- Text to read:

★ ★ ★ ★ ★ ★ ★

Studio album by Tim Burgess
- Released: 8 September 2003
- Recorded: Late 2002
- Studios: Franklin Castle, Los Angeles, California
- Genre: Pop soul
- Length: 36:37
- Labels: PIAS Recordings; Straight Trippin;
- Producer: Linus of Hollywood

Tim Burgess chronology
|  | I Believe (2003) | Oh No I Love You (2012) |

Singles from I Believe
- "I Believe in the Spirit" Released: 25 August 2003; "Only a Boy" Released: 3 November 2003;

= I Believe (Tim Burgess album) =

I Believe is the debut solo album by British rock musician Tim Burgess of the Charlatans, released on 8 September 2003 through the labels PIAS Recordings and Straight Trippin. Following promotion of the Charlatans' seventh studio album Wonderland (2001), Burgess started working with Linus of Hollywood. They recorded at the latter's place in Los Angeles, dubbed Franklin Castle, in late 2002. Burgess had co-written the majority of the songs with Linus. I Believe is a pop soul album that takes inspiration from the work of the Beach Boys, Curtis Mayfield and Joe Strummer.

I Believe received generally favourable reviews from music critics, many of whom praised the songwriting. It charted at number 28 in Scotland and number 38 in the United Kingdom, while "I Believe in the Spirit" reached number 44 and 54 in the UK, respectively. Before the album's release, Burgess went on a UK tour and performed at V Festival. At the end of this, "I Believe in the Spirit" was released as the album's lead single; "Only a Boy" followed in November 2003, which was promoted with another UK tour. I Believe was released in the United States through Koch Records; this was delayed due to the Charlatans promoting their eighth studio album Up at the Lake (2004).

==Background and recording==
The Charlatans released their seventh studio album Wonderland in September 2001 through Universal Records. Promotion started with a tour of the United Kingdom in October 2001, and ended with a supporting slot for Stereophonics and three headlining club shows in August 2002. Frontman Tim Burgess wanted to continue writing, but the rest of the band members wanted a break. Around this time, he taught himself how to play guitar, though felt embarrassed to play it with others present. He expressed a desire to experiment with brass and string instrumentation. In October 2002, Dotmusic reported that Burgess was recording on his solo debut studio album, linking up with Linus of Hollywood. The pair shared a management team; Linus was known for his work with Lil' Kim, Puff Daddy and the Smashing Pumpkins. Burgess met Linus at The Cat & Fiddle pub, located on Sunset Boulevard in Los Angeles.

★ ★ ★ ★ ★ ★ ★

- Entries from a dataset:
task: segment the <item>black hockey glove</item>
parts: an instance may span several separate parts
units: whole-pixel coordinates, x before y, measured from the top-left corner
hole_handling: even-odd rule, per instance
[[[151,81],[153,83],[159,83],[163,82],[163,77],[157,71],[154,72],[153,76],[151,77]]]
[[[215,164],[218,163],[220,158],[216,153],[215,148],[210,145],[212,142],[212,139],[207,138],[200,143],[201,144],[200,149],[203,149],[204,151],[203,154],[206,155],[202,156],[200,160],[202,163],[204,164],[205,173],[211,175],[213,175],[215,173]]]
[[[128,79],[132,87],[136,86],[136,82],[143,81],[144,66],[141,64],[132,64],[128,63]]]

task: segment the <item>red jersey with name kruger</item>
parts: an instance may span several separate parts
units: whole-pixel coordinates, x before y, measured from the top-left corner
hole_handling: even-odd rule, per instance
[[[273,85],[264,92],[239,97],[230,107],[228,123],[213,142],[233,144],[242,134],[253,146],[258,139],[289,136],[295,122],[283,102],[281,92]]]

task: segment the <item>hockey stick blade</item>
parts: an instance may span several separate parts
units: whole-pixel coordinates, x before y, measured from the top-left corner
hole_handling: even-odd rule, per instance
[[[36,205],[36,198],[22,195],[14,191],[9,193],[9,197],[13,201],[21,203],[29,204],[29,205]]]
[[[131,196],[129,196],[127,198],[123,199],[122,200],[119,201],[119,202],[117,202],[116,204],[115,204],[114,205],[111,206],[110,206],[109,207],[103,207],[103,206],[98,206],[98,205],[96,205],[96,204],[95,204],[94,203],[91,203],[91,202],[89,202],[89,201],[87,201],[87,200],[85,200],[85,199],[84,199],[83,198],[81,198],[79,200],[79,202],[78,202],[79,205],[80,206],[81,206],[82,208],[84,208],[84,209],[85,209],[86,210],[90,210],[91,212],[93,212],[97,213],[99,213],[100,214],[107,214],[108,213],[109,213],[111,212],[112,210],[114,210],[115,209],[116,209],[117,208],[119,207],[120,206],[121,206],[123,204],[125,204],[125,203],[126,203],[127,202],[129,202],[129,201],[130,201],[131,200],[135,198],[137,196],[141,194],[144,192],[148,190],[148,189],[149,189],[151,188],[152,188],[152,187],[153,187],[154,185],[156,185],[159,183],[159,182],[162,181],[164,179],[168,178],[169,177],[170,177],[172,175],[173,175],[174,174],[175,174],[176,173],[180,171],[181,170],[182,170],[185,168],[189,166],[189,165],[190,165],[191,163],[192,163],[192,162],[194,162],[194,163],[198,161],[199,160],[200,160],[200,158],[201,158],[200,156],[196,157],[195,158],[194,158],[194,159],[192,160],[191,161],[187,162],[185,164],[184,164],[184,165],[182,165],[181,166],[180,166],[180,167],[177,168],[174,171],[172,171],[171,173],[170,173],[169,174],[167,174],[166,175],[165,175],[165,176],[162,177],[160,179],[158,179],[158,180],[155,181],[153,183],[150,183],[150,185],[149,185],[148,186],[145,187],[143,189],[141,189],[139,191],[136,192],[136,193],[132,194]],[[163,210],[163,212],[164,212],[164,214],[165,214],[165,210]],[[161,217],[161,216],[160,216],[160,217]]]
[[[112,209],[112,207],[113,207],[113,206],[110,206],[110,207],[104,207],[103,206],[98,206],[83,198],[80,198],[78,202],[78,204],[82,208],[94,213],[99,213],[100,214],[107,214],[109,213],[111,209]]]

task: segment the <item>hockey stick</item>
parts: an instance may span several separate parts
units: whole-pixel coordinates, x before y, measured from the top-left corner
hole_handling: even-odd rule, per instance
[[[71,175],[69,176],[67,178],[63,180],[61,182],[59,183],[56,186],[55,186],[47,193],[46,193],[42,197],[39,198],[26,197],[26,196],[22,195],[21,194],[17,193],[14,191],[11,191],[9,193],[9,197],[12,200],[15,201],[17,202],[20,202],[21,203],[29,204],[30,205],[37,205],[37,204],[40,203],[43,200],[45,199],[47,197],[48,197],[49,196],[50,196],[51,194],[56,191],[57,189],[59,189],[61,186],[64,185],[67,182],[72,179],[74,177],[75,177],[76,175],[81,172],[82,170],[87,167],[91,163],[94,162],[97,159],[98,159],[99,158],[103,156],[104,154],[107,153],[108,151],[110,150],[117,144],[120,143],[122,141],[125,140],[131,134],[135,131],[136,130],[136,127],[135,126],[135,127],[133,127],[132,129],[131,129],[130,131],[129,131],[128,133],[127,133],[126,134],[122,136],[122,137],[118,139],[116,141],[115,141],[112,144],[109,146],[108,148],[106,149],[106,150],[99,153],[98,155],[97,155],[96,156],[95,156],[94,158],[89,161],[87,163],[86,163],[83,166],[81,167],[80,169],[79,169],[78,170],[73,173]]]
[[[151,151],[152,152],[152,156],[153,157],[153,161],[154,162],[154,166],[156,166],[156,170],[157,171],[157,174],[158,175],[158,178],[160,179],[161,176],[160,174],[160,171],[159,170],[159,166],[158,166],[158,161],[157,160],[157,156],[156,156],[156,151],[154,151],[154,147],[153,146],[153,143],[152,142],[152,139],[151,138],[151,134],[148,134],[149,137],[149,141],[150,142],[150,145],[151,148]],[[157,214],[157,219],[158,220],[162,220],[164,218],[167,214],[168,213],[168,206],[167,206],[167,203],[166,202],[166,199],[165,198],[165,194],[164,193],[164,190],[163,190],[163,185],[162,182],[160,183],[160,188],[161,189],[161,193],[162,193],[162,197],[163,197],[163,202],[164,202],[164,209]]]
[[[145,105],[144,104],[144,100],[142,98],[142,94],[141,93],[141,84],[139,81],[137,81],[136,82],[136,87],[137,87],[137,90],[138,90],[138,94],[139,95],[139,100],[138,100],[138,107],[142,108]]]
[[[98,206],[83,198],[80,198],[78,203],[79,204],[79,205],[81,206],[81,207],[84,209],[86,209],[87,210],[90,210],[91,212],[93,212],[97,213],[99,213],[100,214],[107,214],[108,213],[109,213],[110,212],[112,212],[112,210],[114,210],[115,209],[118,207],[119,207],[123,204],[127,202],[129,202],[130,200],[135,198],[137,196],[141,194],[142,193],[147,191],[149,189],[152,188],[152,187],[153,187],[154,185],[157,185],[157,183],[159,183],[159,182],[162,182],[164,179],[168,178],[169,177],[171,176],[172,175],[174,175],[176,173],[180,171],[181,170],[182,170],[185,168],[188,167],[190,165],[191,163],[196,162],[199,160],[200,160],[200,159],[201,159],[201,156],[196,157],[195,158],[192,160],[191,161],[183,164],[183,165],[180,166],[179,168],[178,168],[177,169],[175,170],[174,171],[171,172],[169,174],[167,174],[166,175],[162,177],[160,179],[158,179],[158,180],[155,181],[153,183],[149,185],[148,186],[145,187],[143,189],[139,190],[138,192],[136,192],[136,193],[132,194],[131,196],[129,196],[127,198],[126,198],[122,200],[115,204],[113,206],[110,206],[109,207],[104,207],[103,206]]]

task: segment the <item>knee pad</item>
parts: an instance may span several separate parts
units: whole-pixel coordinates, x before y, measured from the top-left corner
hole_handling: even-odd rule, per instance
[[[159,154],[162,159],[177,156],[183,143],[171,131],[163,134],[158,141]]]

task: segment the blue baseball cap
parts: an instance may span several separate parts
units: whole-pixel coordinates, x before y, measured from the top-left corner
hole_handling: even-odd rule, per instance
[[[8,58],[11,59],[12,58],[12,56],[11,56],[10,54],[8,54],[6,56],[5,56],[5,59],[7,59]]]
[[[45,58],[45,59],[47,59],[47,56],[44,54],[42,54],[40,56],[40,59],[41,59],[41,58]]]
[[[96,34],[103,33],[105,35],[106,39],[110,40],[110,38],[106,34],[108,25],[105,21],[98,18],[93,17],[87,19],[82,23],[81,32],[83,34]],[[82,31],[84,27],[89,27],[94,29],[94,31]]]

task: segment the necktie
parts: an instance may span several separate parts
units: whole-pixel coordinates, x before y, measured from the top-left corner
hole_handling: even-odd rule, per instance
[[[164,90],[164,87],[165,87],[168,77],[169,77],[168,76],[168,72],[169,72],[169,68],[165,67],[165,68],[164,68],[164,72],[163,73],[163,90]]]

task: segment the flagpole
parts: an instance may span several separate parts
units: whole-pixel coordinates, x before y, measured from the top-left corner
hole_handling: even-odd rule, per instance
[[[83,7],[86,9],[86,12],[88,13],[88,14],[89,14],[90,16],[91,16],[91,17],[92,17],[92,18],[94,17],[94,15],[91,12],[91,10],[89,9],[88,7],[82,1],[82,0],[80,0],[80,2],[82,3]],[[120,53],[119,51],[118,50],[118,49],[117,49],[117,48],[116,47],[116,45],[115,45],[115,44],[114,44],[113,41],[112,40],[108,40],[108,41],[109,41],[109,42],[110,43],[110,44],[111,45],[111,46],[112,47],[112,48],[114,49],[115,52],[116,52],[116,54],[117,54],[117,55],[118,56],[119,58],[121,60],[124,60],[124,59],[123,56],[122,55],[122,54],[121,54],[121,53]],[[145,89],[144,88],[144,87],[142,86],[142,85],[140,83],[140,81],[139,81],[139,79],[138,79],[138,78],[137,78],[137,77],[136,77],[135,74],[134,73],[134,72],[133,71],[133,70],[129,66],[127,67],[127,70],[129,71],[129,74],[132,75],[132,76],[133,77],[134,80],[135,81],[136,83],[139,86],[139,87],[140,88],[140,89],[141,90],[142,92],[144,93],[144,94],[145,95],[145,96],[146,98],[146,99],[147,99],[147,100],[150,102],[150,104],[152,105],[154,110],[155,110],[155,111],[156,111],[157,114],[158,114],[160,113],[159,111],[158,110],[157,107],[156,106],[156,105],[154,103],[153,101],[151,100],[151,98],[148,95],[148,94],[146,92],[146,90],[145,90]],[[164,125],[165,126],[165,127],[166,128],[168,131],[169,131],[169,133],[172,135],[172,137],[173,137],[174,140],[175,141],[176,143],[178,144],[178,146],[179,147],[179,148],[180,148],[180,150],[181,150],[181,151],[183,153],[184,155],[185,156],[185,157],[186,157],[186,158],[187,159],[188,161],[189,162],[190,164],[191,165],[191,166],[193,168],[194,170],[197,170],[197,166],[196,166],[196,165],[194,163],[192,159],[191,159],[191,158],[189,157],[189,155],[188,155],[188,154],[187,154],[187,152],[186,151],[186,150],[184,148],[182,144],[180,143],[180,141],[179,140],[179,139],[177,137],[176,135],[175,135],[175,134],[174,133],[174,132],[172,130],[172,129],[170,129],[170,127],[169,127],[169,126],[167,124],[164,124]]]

★ ★ ★ ★ ★ ★ ★

- Written problem 1:
Where did Burgess meet Linus of Hollywood, according to the album article?
- Written problem 2:
In the album article, set down everything from "I Believe is the" down to "and Joe Strummer." word for word.

- Exercise solution 1:
At The Cat & Fiddle pub on Sunset Boulevard in Los Angeles.

- Exercise solution 2:
I Believe is the debut solo album by British rock musician Tim Burgess of the Charlatans, released on 8 September 2003 through the labels PIAS Recordings and Straight Trippin. Following promotion of the Charlatans' seventh studio album Wonderland (2001), Burgess started working with Linus of Hollywood. They recorded at the latter's place in Los Angeles, dubbed Franklin Castle, in late 2002. Burgess had co-written the majority of the songs with Linus. I Believe is a pop soul album that takes inspiration from the work of the Beach Boys, Curtis Mayfield and Joe Strummer.